## Start RECORDS SHOWN

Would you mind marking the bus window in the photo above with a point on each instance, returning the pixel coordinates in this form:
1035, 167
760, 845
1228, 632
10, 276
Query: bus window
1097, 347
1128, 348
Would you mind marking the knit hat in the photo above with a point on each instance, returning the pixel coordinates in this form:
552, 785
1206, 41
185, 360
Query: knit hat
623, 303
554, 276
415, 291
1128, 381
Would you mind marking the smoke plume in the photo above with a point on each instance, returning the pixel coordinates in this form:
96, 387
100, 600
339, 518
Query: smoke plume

## End RECORDS SHOWN
## Start RECORDS SHOWN

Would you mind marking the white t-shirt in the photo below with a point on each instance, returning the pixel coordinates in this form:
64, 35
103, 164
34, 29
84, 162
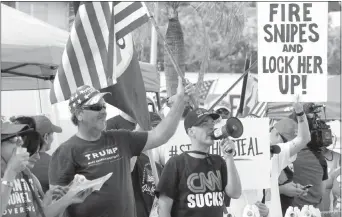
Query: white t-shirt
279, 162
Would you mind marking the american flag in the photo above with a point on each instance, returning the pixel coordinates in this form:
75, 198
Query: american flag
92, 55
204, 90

## End RECORDS SHOWN

=== REQUEST ===
Copy out the material from the line with "Would you mind marking the bus" to the line with "Query: smoke plume", including both of those lines, and reproduce every line between them without any change.

=== REPLY TO THE TASK ===
Would you mind marking the bus window in the photo above with a point on each instance, returning the pixel coordinates in this form:
1035, 167
760, 845
1228, 632
10, 276
Query: bus window
1097, 347
1128, 348
Would you mind marking the knit hat in the photo above with a point on each instance, returning the pixel coordinates in this form:
552, 785
1206, 41
185, 360
Query: knit hat
623, 303
554, 276
415, 291
1128, 381
Would you mind marking the smoke plume in the photo above with a point on each instance, returning the pixel coordinates in this form:
96, 387
100, 600
339, 518
Query: smoke plume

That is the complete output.